▸ Exercise prompt
According to the SIC 6799 industry description, in what year was the National Association of Investment Clubs founded?

▸ Document passage
SIC 6799

This classification covers establishments primarily engaged in investing, not elsewhere classified. Businesses covered in this industry include investment clubs, commodity contract pool operators and trading companies, and venture capital companies.

NAICS Code(s)

523910 (Miscellaneous Intermediation)

523920 (Portfolio Management)

523130 (Commodity Contracts Dealing)

523999 (Miscellaneous Financial Investment Activities)

Investment Clubs. An investment club is a group of individuals who meet regularly, usually once or twice a month, and pool their money, time, knowledge, and efforts to discuss and invest in securities. The investment club is a method whereby individuals are able to gain experience and acquire knowledge about stocks, financial statements, and securities markets. It is a proven means of learning and profiting by doing with others what an individual cannot accomplish alone. The primary goals of an investment club are: to educate the individual members; to make a profit on the money invested; and to encourage social harmony among the members for greater productivity. Investment clubs also serve a vital national function in that they create many new investors trained in successful investment techniques, and in so doing, provide a substantial and regular flow of capital for the needs of growing industries.

The purpose of the National Association of Investment Clubs (NAIC)—a division of the National Association of Investors Corporation, a nonprofit organization owned by its membership—is to encourage the creation of investment clubs for the purpose of becoming successful operations. Founded in 1951, the NAIC has grown to a level wherein the total new monthly money invested through NAIC membership investment exceeds $14 million. The total holdings of NAIC members' portfolios exceed $466 million. According to National Association of Investors Corporation statistics, there are nearly 25,400 investment clubs worldwide with an estimated 500,000 members.

An investment club must file tax returns like any other business entity. When the club adopts the partnership format, the individual members pay taxes on dividends and realized capital gains even though the members leave their money in the club for many years. The partnership must also file the partnership information return form, which informs the Internal Revenue Service of the financial distributions made to individual partners. The investment club may request an exemption from filing this form by writing to the U.S. Treasury Department. If an exemption is granted, the partners must still file their share of club income on their personal tax forms. If the club is a corporation, it must pay taxes on its earnings, with no tax liability accruing to the members until a distribution is made. In 2000, investment club members were required to file a Form 1065 (U.S. Partnership Return of Income) and a Schedule K-1 (Partners Share of Income, Credits, and Deductions) on individual tax returns. While the club does not have to pay federal income taxes, it must report to the IRS the portfolio results, including each member's share of the account.

▸ Dataset excerpts
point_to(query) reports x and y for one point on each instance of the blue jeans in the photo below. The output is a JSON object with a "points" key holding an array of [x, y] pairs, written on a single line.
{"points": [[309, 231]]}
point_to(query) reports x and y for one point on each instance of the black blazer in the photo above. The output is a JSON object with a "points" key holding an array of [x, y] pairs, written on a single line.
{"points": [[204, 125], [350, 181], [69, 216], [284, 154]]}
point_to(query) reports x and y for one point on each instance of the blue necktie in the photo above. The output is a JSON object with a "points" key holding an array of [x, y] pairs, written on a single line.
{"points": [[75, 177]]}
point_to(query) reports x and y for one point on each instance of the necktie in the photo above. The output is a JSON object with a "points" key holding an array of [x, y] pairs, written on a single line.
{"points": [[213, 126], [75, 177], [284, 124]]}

---

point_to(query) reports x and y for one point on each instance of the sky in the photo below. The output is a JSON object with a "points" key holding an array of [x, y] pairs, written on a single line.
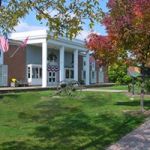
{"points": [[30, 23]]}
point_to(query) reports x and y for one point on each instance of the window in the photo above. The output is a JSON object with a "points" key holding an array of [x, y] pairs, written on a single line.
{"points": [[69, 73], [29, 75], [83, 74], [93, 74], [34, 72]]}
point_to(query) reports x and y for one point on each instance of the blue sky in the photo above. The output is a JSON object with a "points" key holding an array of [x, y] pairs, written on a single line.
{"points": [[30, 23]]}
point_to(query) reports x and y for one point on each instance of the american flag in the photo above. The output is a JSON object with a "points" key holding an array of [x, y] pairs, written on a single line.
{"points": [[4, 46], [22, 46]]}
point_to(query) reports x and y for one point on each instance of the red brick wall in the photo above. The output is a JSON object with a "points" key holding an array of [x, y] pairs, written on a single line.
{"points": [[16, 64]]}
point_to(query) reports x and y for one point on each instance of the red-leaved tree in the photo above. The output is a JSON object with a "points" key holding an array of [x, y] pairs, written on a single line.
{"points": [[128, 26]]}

...

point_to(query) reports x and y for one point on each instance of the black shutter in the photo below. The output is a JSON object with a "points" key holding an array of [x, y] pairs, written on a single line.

▸ Result of this exercise
1951